Restate, word for word, every line of the data.

(begin)

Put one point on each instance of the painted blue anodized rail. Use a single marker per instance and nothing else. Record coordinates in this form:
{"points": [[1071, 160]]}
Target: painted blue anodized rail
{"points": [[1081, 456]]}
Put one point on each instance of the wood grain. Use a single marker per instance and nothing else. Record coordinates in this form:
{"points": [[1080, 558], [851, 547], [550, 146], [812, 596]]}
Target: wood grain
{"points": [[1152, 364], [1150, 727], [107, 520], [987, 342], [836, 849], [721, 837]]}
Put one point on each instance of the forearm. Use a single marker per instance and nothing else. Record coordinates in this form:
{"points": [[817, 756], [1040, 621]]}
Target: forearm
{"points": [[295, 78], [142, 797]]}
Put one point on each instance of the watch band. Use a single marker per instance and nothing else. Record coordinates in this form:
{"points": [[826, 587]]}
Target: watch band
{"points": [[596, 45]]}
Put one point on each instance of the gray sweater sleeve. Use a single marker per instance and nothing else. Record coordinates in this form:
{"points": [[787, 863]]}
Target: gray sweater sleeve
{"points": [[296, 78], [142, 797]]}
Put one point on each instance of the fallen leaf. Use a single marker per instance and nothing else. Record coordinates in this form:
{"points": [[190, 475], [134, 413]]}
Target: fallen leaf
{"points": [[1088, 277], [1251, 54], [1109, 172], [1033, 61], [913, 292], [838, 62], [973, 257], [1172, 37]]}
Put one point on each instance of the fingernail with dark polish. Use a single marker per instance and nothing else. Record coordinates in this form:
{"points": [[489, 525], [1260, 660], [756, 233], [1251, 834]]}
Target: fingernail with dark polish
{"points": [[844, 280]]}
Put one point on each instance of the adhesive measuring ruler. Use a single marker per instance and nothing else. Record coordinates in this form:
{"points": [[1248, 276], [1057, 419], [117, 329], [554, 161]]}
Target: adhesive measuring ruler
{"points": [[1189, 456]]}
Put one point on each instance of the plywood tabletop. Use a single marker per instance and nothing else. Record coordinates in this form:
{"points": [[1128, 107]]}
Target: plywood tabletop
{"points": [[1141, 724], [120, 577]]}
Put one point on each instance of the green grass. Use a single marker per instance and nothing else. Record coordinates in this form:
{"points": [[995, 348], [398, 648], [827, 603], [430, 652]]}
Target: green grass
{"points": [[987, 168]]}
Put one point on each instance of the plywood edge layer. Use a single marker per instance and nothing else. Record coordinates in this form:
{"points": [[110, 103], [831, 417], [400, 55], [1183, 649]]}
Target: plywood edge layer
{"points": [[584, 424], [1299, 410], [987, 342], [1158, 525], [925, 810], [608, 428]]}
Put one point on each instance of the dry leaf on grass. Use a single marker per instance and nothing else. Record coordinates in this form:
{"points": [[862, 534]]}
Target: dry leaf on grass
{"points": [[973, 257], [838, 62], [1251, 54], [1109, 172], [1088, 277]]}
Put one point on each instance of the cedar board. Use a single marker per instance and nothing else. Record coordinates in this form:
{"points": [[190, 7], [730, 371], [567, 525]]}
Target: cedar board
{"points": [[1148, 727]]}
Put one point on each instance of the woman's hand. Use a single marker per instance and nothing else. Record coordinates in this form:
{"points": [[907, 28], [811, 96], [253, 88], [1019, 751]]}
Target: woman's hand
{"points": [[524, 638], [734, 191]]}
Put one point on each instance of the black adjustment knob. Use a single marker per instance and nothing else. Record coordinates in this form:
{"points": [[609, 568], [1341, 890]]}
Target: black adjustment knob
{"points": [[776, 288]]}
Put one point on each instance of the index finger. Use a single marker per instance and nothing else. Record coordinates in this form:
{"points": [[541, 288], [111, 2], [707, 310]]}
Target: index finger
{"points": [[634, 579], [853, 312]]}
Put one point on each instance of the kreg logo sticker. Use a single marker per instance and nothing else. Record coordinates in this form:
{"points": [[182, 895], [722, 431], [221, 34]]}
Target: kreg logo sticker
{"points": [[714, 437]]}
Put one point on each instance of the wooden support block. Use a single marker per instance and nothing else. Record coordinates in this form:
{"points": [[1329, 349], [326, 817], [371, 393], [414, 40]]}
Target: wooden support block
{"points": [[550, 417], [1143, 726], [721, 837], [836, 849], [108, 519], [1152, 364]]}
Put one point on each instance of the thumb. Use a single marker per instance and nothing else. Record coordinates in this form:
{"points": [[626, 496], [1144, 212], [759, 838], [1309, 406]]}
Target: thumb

(end)

→ **ANSWER TO THIS PROBLEM**:
Put one point on each instance of the painted blue anodized rail. Use a single marker per instance and nothing else. Record coordinates in this form:
{"points": [[1071, 160]]}
Target: painted blue anodized rail
{"points": [[1081, 456]]}
Put one point on each instance of the wood grain. Use a single marker per instance and nothing else. Record coordinates in this form:
{"points": [[1080, 558], [851, 547], [550, 146], [812, 596]]}
Target: wood grain
{"points": [[1152, 364], [1150, 727], [107, 520], [987, 342], [836, 849], [721, 837]]}
Put one point on each instance of the forearm. Use a single marker per instance and nothing else. Record coordinates in this form:
{"points": [[817, 756], [1040, 621]]}
Target: forearm
{"points": [[295, 78], [142, 797]]}
Put one point on each instance of the watch band. Use a single marker per instance and nothing else. Record coordinates in this form:
{"points": [[826, 587]]}
Target: watch band
{"points": [[596, 45]]}
Put one point on each instance of the gray sweater sleeve. Use a single marker per instance and nothing else. Record coordinates in this form:
{"points": [[787, 863]]}
Target: gray sweater sleeve
{"points": [[296, 78], [142, 797]]}
Put one point on each instance of the fallen leaf. Use a single marker per instance and nothing else. Record coordinates in this form:
{"points": [[190, 475], [134, 413]]}
Target: fallen leaf
{"points": [[1088, 277], [1251, 54], [1109, 172], [1033, 61], [913, 292], [838, 62], [973, 257], [1172, 37]]}
Put one point on each instance of the fingernail with dark polish. Use a single marker per instance and nothing else. Record coordinates in this form:
{"points": [[489, 525], [1260, 660], [756, 233], [1251, 834]]}
Target: fingernail with dark polish
{"points": [[844, 280]]}
Put one point on each instance of the adhesive measuring ruler. Use a single marker per instance and nothing else. Record coordinates in this form:
{"points": [[1248, 276], [1057, 419], [117, 329], [554, 161]]}
Target: adhesive measuring ruler
{"points": [[1189, 456]]}
Put one point on each instance of the plywood tabletop. Use a single marker per instance and nothing else. Record coordinates in this form:
{"points": [[1128, 107]]}
Target: plywood tabletop
{"points": [[1141, 724], [120, 577]]}
Put one point on each instance of the green grass. Use a single marker per instance and nothing else. Record coordinates in this form:
{"points": [[995, 348], [398, 648], [827, 603], [430, 652]]}
Target: green grass
{"points": [[987, 168]]}
Put one point on each instance of the plywood edge layer. Use a single marker per instance and nothing else. Record coordinates in this form:
{"points": [[110, 103], [831, 417], [400, 55], [1183, 649]]}
Target: plywood edge layer
{"points": [[584, 424], [1299, 410], [987, 342], [1158, 525], [925, 810], [608, 428]]}
Put one point on each instance of the dry leaf on grass. Use a single marker per instance and nothing else. Record coordinates in this form:
{"points": [[862, 534]]}
Target: dry leaf on grass
{"points": [[973, 257], [838, 62], [1251, 54], [1109, 172], [1088, 277]]}
Put one point on each instance of the cedar board. Use a single marker per instance and nothing else. Record coordinates in this form:
{"points": [[190, 7], [730, 371], [567, 525]]}
Target: cedar board
{"points": [[1148, 727]]}
Put one point on each instance of the woman's hand. Use a single marker per instance and nothing else. Record coordinates in this form:
{"points": [[907, 28], [811, 96], [253, 88], [1019, 751]]}
Target: woman's hand
{"points": [[524, 638], [734, 191]]}
Put one point on each instance of the black adjustment knob. Use a single marker per instance and nothing else. Record coordinates in this form:
{"points": [[609, 568], [1341, 890]]}
Target: black adjustment knob
{"points": [[776, 288]]}
Put one point on each instance of the index finger. Use a single marker per instance and nothing else. Record coordinates in this form:
{"points": [[541, 288], [111, 2], [707, 310]]}
Target: index finger
{"points": [[634, 579], [853, 312]]}
Put one point on each instance of the kreg logo sticker. Use a single marker per instance and nothing else. Record coordinates in this form:
{"points": [[182, 895], [722, 431], [221, 34]]}
Target: kreg logo sticker
{"points": [[714, 437]]}
Put one point on each instance of the wooden support block. Use a single marker per instance and nothing else. Record coordinates in this form:
{"points": [[1329, 349], [326, 817], [371, 393], [414, 40]]}
Target: wooden support block
{"points": [[550, 417], [1143, 726], [721, 837], [836, 849], [108, 519], [1152, 364]]}
Put one point on each instance of the thumb. Use a single marker per instance and nothing else. Record coordinates in this form:
{"points": [[626, 496], [1144, 212], [759, 838], [1309, 406]]}
Target: thumb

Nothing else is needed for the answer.